▶

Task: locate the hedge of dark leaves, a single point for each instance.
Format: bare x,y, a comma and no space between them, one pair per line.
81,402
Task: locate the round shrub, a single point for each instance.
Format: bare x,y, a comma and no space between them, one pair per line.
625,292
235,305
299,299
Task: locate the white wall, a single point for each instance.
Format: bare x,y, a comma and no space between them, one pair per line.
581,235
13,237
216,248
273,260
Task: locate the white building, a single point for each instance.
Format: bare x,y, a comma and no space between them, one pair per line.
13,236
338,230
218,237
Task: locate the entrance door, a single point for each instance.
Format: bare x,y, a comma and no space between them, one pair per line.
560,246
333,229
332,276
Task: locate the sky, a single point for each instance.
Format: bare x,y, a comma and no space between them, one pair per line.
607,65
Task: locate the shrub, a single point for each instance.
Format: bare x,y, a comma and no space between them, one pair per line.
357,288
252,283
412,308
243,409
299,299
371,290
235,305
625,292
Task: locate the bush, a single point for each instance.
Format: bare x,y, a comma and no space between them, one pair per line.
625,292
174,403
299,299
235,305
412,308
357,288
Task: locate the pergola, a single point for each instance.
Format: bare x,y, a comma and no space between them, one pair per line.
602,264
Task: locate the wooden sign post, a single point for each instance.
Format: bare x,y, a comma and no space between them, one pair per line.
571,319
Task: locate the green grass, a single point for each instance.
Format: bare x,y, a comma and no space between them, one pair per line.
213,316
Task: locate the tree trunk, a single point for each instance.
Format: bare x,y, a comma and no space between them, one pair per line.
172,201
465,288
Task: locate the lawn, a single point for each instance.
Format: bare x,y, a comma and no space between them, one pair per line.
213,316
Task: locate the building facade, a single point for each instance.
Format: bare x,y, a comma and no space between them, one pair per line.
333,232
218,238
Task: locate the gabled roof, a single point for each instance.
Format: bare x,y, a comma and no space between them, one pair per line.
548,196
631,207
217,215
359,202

◀

Could you copy every record above exactly as it appears?

SOLUTION FOR THIS TASK:
Task: locate the hedge of dark leaves, a single point for each instance.
Format: bare x,y, a comma and no space between them, one pair per line.
81,402
Task: locate the round shrub, a single point for each instance.
Format: bare x,y, a comma and no space between them, one pair per line.
625,292
235,305
299,299
Task: locate the white wall, a single point for each instance.
Format: bare x,y, a comma and no space between them, one pair per line.
581,235
13,237
216,248
273,260
Task: locate the white building, a single point for each instance.
Format: bare x,y, a comma and no space between them, one pair per line.
13,236
338,230
218,237
Task: locate the entrance door, a single point for each instance.
Format: bare x,y, a comma and no space between them, one pair per line.
560,246
333,229
332,276
Task: locate the sky, a single point for each instance.
Format: bare x,y, a comma and no space between them, one pair per line.
607,65
Task: locate the shrub, a single point for each instance.
Format: bare x,y, a comma and no space between them, one pair per line.
357,288
252,283
412,308
243,409
299,299
371,290
235,305
625,292
Task: locate the bush, a single point for each instance.
Format: bare x,y, a comma and no space between them, one pair per line.
625,292
174,403
299,299
235,305
412,308
357,288
Task: locate the pergola, a single point for each instance.
Format: bare x,y, a comma and no space between them, one pair per line.
602,264
Task: locate the wooden sign post, a single point for each instance.
Format: bare x,y, a comma and no space between them, one pair per line.
571,319
Task: locate the green grass, a single point for each instance.
Format: bare x,y, a comma and no space between them, one pair per line.
213,316
Task: locate the tree trunk, a single point for each instance.
Format: bare x,y, a comma and no space between them, one pair per line.
172,201
465,288
Task: locate the lawn, a single point for each instance.
Format: bare x,y, a comma and no space between them, one pair per line.
213,316
Task: locate the building facade, a single point for each instance.
Format: bare x,y, a comma and no space between them, one pair per line.
333,232
218,238
Task: locate the gabled roof, a single point for each instance.
Format: bare x,y, a comma and no space between them, one pair per line.
548,196
631,207
217,215
359,202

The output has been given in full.